Passage shown |
....
Soon, laser igniters may replace spark plugs in car engines

April 21st, 2011 - 5:44 pm ICT by ANI  

Washington, April 21 (ANI): Automakers are now one step closer to replace more than 150-year-old spark plugs with laser igniters, which promise cleaner, more efficient, and more economical vehicles.

In the past, lasers strong enough to ignite an engine’s air-fuel mixtures were too large to fit under an automobile’s hood.

Now, researchers from Japan have developed the first multibeam laser system small enough to screw into an engine’s cylinder head.

The new laser system is made from ceramics, and could be produced inexpensively in large volumes, said Takunori Taira of Japan’s National Institutes of Natural Sciences and an author of the study.

According to him, conventional spark plugs pose a barrier to improving fuel economy and reducing emissions of nitrogen oxides (NOx), a key component of smog.
....
Extracted material |
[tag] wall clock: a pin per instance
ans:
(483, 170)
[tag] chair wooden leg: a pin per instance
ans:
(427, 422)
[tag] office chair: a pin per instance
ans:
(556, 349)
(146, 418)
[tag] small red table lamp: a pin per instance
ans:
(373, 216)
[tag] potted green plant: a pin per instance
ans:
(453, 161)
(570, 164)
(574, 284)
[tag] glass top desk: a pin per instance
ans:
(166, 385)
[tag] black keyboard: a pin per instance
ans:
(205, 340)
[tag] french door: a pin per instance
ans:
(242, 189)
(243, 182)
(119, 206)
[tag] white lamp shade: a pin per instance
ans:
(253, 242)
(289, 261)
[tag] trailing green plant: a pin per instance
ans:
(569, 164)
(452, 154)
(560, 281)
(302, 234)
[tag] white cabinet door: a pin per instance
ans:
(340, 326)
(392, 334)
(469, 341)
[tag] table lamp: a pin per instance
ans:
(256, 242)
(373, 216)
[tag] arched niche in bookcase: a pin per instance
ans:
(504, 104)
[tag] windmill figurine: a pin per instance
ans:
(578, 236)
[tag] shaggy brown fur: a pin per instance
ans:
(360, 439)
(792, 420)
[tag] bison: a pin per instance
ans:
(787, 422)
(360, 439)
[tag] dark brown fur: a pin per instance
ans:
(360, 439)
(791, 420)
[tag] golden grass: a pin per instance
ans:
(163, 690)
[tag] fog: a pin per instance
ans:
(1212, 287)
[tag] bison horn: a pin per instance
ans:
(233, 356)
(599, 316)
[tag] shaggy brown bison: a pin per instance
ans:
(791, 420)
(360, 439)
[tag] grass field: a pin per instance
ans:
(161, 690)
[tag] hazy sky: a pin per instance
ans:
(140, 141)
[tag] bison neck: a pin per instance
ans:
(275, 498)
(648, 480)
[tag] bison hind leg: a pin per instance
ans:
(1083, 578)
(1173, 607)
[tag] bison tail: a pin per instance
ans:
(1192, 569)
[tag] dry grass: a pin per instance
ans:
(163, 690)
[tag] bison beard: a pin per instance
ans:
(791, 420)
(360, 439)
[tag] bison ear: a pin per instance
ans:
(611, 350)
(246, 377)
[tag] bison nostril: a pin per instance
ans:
....
Things to do |
(1) Using the laser igniter article, explain in one to three sentences why lasers had not been used to ignite car engines in the past.
(2) Carry on the laser igniter article from the point where it stops.
The entries are not needed for these tasks.

Responses by task |
(1) Lasers strong enough to ignite an engine's air-fuel mixture were too large to fit under a car's hood. The Japanese researchers changed that by building a multibeam laser system small enough to screw into an engine's cylinder head.

(2)
The team heats the powders to fuse them into optically transparent solids and embeds metal ions in them to tune their properties.

They built its laser from two yttrium-aluminum-gallium (YAG) segments, one doped with neodymium, the other with chromium. They bonded the two sections together to form a powerful laser only 9 millimeters in diameter and 11 millimeters long (a bit less than half an inch).

The composite generates two laser beams that can ignite fuel in two separate locations at the same time. This would produce a flame wall that grows faster and more uniformly than one lit by a single laser.

The laser is not strong enough to light the leanest fuel mixtures with a single pulse. By using several 800-picosecond-long pulses, however, they can inject enough energy to ignite the mixture completely.

He has already tested the new dual-beam laser at 100 Hz.

The laser-ignition system, although highly promising, is not yet being installed into actual automobiles made in a factory.

The study will be presented at this year’s Conference on Lasers and Electro Optics to be held in Baltimore May 1 - 6. (ANI)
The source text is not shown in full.